Request:
In the post below about building on the simple XOR application, repeat word for word the passage between "To start let’s" and "for our executable.", inclusive.
╭─ Text to read
Building on our Simple XOR application

In this post we’re going to pick up our simple xorer application where we left off. We wanted to add the ability to read in a ‘key’ (string of characters) and a file containing ‘plain text’ from the command line. Then xor the ‘key’ against the ‘plain text’ and output the resulting ‘cipher text’ to a file. If you do not have the previous code, it’s hosted on github.

To start let’s reorganize our project a bit. Create a spec directory for our tests. Create a lib directory for our xorer module. Create a bin directory for our executable.

cd simple-xorer
mkdir {bin,lib,spec}

Now let’s separate our test code from our implementation code. Create a new file spec/xorer_spec.rb move the following code from xorer.rb into it:

require './lib/xorer'

describe Xorer do
  it 'converts a character to a byte' do
    expect(Xorer.char_to_byte('a')).to be(97)
  end

  it 'converts a byte to a binary string' do
    expect(Xorer.byte_to_binary_string(97)).to eql('1100001')
  end

  it 'xors two binary values' do
    expect(Xorer.xor(0, 0)).to eql('0')
  end

  it 'xors two binary strings' do
    expect(Xorer.xor('1100001', '1100010')).to eql('0000011')
  end

  it 'converts a binary string to a byte' do
    expect(Xorer.binary_string_to_byte('1100001')).to eql(97)
  end

  it 'converts a byte to a character' do
    expect(Xorer.byte_to_char(97)).to eql('a')
  end
end

Notice the require './lib/xorer' at the top of the file. This is important since our next step is to move xorer.rb to lib/xorer.rb. This tells rspec where to find our implementation code.

mv xorer.rb lib/xorer.rb

Let’s run our tests and make sure everything is still passing.
╰─
╭─ Listed records
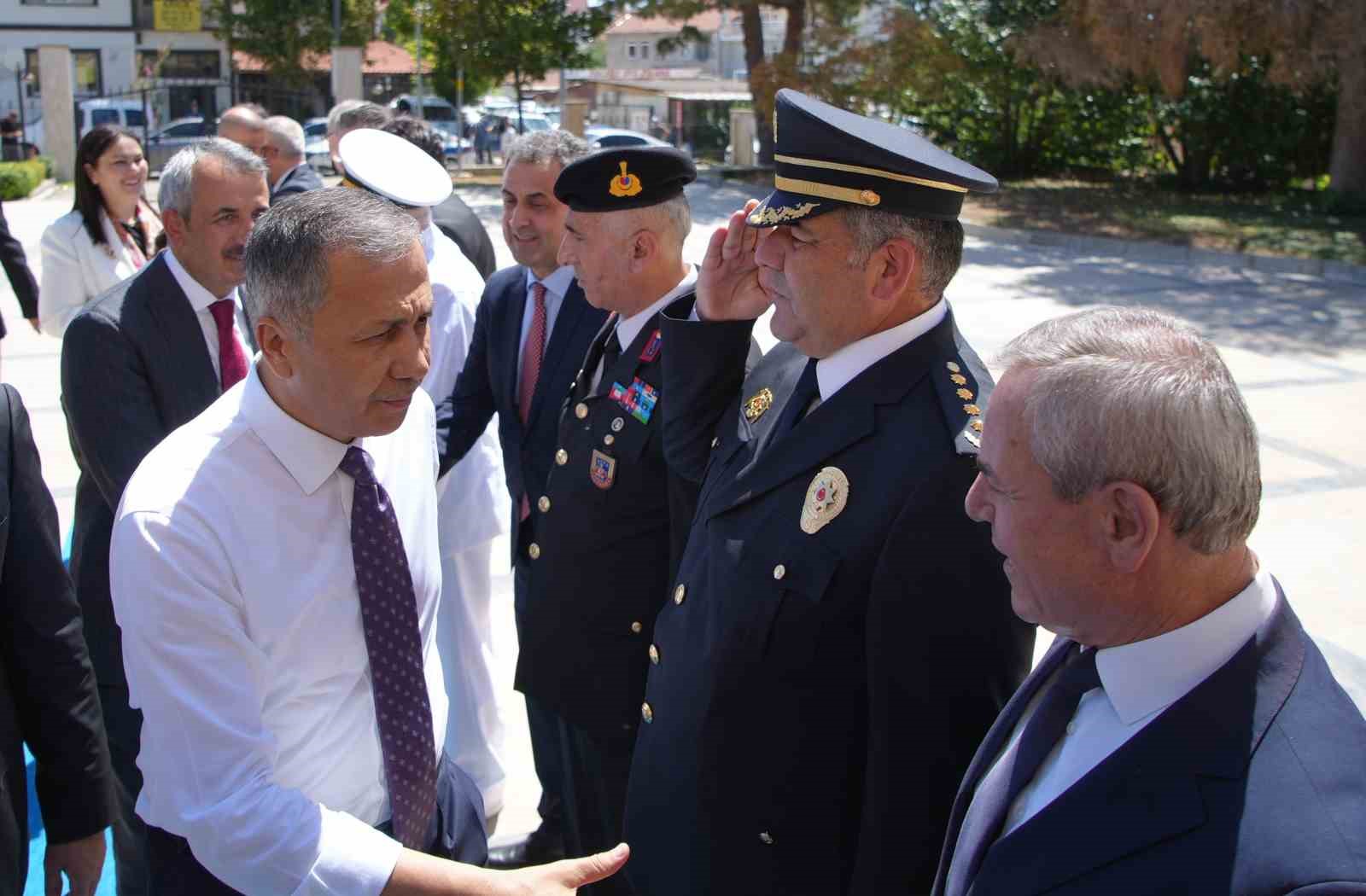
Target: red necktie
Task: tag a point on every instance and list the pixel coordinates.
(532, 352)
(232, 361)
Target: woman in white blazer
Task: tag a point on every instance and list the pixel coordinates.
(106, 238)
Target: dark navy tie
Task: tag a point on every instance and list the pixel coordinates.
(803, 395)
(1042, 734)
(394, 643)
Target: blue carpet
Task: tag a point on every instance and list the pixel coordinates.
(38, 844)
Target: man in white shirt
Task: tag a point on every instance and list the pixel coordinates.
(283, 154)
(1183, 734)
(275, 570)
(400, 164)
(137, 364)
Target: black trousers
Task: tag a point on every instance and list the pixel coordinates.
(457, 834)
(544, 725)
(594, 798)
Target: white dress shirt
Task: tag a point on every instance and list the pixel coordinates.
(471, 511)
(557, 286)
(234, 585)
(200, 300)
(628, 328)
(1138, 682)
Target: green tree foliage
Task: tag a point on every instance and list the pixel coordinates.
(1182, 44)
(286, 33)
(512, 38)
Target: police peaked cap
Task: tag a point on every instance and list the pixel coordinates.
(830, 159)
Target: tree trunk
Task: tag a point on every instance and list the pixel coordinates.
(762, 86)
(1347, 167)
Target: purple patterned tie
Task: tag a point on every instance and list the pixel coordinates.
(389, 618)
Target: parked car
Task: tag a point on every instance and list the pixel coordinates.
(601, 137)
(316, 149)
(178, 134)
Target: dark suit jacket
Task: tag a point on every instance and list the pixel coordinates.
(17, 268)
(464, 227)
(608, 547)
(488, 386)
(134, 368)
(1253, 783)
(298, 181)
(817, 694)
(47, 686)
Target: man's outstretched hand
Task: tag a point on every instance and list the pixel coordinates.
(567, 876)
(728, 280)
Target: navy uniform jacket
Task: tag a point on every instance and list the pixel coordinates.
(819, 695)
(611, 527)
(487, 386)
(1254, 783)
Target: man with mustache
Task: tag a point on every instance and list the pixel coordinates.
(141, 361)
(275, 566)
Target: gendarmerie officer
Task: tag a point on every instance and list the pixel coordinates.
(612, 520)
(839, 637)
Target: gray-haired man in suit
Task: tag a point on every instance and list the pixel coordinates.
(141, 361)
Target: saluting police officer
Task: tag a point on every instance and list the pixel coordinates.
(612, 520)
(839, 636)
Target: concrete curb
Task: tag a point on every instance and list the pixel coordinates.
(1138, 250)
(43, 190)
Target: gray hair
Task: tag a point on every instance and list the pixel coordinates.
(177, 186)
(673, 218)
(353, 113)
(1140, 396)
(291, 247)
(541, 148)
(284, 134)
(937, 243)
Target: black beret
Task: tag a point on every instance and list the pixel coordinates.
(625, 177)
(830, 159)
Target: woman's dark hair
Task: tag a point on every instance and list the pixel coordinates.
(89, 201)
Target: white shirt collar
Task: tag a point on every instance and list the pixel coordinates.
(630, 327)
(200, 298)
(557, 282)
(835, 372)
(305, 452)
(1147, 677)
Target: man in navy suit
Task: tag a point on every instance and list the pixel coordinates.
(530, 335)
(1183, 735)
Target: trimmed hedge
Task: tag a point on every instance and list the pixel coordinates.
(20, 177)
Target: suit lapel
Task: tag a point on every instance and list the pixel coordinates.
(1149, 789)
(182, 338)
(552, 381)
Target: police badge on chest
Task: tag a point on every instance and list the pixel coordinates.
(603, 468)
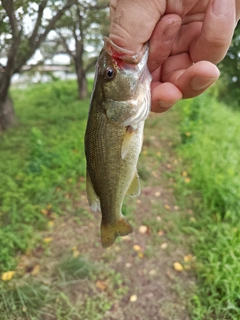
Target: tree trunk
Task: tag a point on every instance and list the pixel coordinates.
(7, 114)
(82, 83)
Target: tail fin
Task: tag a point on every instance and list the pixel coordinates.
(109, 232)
╰─
╭─ Listed records
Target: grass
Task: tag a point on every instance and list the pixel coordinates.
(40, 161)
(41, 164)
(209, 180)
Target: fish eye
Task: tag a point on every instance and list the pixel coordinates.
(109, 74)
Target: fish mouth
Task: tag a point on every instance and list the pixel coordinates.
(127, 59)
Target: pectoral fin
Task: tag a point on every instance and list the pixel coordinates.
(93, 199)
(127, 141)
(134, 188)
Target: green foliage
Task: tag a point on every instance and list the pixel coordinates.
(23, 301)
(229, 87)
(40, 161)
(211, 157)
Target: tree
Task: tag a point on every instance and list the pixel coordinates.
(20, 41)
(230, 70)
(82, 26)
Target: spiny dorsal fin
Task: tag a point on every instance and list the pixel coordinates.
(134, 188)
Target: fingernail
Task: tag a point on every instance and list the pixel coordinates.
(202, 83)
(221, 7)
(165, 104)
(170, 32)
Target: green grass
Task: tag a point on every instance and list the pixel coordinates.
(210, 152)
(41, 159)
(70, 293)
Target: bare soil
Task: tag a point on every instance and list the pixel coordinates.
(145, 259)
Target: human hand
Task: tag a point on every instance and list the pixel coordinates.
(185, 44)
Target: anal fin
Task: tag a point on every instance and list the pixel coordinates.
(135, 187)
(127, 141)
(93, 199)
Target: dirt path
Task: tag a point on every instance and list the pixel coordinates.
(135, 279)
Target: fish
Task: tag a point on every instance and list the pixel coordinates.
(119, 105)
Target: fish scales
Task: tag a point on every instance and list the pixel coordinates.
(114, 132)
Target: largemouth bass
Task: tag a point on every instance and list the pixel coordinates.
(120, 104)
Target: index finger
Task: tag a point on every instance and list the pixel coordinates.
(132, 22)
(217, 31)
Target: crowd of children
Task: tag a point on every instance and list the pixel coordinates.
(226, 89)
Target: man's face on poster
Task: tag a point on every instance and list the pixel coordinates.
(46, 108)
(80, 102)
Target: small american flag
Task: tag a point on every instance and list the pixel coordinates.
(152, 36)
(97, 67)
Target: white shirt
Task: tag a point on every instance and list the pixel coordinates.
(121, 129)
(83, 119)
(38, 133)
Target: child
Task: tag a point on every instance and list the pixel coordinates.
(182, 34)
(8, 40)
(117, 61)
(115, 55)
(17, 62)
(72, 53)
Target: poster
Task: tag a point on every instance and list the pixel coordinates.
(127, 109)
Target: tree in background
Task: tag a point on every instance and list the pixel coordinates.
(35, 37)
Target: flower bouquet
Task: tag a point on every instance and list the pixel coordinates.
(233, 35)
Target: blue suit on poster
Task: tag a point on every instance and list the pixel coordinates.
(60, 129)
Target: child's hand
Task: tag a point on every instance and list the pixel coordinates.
╰─
Solution for this exercise:
To start let’s reorganize our project a bit. Create a spec directory for our tests. Create a lib directory for our xorer module. Create a bin directory for our executable.